SHORT PROBLEM. Carry on the forum discussion about putting a space before end-of-sentence punctuation, starting after its final post.

TEXT.

★ ★ ★

Why do people leave a space before end of sentence punctuation?
March 27, 2004 12:01 PM   Subscribe

When (and where, and maybe why) did people start doing this ? Is it mostly a UK/Europe thing ? Is it only occasional or a valid trend now ?
(Another question about a grammar anomaly, but I'm not complaining this time, only curious. This one only occurs in informal [Internet] communication and for some reason I enjoy it: a space between sentence end and final punctuation, when punctuation is a '!' or '?' Mostly UK- and Ireland-ers do it, like sgt serenity [a mad Scotsman] here.)
posted by Shane to Society & Culture (22 answers total)
 
The French do it, and not only in informal settings.
posted by gleuschk at 12:19 PM on March 27, 2004


I mostly only do it when I'm ending a sentence with a code example or jargon of some sort:
You want me to just rm -rf ?
or
like sort {$h{$a} <=> $h{$b}} ?
but it does sometimes find its way into other sentences.
posted by duckstab at 12:20 PM on March 27, 2004


I t4end to do it if I'm baffled in some way, as in:

what the fuck ?

or if the sentance can be interpreted as either a question or simply a statement, like

You're serious ?

Basically to draw attention to the question mark for some reason.
posted by Space Coyote at 12:26 PM on March 27, 2004


I mostly only do it when I'm ending a sentence with a code example or jargon of some sort:
You want me to just rm -rf ?


I just naturally do it when I end a sentence with a URL, duckstab. Maybe coding or such is part of its origin in English ? Or maybe it came from the French, gleuschk ? It does draw attention to the mark, doesn't it, SC ?
Am I moderating my own thread too much when I add more qustions like this ? I hope not.
posted by Shane at 12:30 PM on March 27, 2004


I occasionally correspond (in English) with a German-born lady of a certain age who punctuates like this .It gets really hard to read when she misses the cap key on the next sentence .she has arthritic hands ,and I always assumed the unusual spacing was a holdover from German combined with no-longer-agile fingers ?i 've never mentioned it to her but she might be thrilled to learn she's part of a trend !

★ ★ ★

EXCERPTED DATA.
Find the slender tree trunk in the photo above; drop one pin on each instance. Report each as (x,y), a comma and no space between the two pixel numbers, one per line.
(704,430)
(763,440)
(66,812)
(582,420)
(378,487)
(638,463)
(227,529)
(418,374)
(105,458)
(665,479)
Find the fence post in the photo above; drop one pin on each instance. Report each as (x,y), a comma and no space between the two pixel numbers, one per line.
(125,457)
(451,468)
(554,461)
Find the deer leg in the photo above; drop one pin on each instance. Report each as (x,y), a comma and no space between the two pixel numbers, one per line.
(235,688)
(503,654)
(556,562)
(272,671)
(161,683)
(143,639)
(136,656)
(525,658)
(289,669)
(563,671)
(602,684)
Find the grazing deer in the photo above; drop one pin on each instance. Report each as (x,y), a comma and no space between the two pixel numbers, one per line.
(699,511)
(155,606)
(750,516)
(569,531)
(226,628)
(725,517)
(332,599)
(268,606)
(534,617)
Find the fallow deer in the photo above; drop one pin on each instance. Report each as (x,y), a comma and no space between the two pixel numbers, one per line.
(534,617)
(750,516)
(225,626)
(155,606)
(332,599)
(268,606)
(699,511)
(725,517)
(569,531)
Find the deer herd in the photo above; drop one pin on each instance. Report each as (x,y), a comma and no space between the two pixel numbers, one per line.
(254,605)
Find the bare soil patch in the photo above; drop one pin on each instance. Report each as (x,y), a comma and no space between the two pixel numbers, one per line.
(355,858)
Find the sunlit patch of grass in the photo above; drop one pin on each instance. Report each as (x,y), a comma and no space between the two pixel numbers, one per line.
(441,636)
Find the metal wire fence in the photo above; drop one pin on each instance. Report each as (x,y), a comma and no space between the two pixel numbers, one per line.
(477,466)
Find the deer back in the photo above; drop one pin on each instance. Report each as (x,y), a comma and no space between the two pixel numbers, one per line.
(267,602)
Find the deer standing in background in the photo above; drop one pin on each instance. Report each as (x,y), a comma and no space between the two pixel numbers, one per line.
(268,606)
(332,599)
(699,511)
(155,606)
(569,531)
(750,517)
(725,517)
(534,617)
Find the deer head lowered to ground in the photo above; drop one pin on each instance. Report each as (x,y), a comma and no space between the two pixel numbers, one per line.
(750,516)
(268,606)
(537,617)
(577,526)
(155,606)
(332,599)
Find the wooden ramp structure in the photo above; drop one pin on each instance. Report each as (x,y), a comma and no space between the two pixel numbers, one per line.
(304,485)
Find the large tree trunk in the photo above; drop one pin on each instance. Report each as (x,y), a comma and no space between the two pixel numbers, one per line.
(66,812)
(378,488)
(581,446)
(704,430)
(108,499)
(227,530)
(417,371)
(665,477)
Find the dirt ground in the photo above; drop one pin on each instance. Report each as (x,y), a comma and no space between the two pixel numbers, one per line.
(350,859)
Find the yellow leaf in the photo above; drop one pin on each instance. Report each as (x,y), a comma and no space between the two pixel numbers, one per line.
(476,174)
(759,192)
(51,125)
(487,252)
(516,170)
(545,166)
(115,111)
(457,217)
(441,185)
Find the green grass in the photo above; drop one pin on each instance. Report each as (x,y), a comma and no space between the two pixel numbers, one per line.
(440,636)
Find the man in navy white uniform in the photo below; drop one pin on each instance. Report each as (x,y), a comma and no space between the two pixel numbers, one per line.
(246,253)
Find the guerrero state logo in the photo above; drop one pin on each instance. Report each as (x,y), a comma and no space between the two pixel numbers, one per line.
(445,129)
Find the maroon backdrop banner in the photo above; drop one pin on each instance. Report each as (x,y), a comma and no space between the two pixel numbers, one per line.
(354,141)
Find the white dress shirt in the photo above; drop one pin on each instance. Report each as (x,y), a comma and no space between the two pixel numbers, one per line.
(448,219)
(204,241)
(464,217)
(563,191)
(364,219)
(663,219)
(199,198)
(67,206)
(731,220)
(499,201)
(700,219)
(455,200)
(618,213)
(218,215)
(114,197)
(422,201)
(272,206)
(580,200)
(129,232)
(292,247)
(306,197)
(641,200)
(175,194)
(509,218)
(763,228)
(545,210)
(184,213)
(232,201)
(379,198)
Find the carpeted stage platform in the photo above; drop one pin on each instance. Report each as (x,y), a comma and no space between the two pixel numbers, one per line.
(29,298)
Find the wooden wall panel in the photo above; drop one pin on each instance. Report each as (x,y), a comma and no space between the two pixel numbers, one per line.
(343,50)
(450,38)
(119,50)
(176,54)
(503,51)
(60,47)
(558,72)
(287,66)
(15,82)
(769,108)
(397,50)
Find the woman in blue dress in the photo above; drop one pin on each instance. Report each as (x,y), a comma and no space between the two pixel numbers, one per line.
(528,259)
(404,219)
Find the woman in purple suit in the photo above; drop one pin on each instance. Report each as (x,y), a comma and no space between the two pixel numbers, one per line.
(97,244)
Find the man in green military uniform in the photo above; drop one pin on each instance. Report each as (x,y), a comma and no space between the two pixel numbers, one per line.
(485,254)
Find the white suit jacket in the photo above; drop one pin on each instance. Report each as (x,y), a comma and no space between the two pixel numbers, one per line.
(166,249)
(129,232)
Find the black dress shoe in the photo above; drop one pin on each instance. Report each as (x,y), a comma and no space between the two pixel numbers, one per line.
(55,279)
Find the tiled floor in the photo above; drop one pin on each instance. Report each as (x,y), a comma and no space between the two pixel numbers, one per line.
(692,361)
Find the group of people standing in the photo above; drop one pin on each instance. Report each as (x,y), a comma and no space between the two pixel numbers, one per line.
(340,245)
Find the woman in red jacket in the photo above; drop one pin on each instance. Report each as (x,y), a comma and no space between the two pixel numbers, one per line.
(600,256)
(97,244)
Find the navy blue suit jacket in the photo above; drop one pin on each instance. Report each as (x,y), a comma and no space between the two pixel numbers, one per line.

★ ★ ★

SOLVED EXERCISE.
posted by Alylex at 1:53 PM on March 27, 2004


I have to admit to feeling the inclination to do it only recently. I have no idea why (other than that I might be picking it up from the universal mind).
It appears I've thought that the punctuation should be given its own space, like a word would receive.

The punctuation style I was most taken with when I read "Eats, Shoots & Leaves" recently, was the single-space pre-colon/semi-colon - double-space, post-colon/semi-colon. I'd demonstrate but MeFi strips out double-spaces.
posted by Blue Stone at 2:21 PM on March 27, 2004


I did it for quite a while but decided it was a bad habit and got rid of it. My personal reason for doing it was because of coding in C. I found that I could read my tri-graphs easier if I put a space between the ? and the condition. I've used way more tri-graphs than I've used question marks so it kind of carried over unconsciously. I was actually surprised when I saw other people doing it, they were usually people with a Computer Science background. I don't know if it's a Computer Science thing or not since that's not my background.
posted by substrate at 2:32 PM on March 27, 2004


They do it in French (and it should be a non-breaking space), but in Better Typography it's not a full word space, iIrc.
posted by Utilitaritron at 4:49 PM on March 27, 2004


It appears I've thought that the punctuation should be given its own space, like a word would receive.

That's interesting. You have your own definite logic for liking it, and to me that is the main thing. I think it appeals to me partially for the same reason (now that you've vocalized it for me), as well as the fact that it draws attention to the puncuation mark.

...or if the sentance can be interpreted as either a question or simply a statement, like . . . You're serious ?

BTW, Coyote, the question of whether it is proper to turn a declarative sentence into a question by adding a question mark (like that) was discussed here. I think it's perfectly fine. Then again, conversely, I was thinking tonight that sometimes "Who knows" is best expressed as a declarative sentence without a question mark, when it is said dejectedly to mean "No one knows."

I always assumed the unusual spacing was a holdover from German combined with no-longer-agile fingers ?i 've...

Heh, alylex!

Blue Stone :  I think I know what you mean ;-)

Thanks, all, for an interesting discussion...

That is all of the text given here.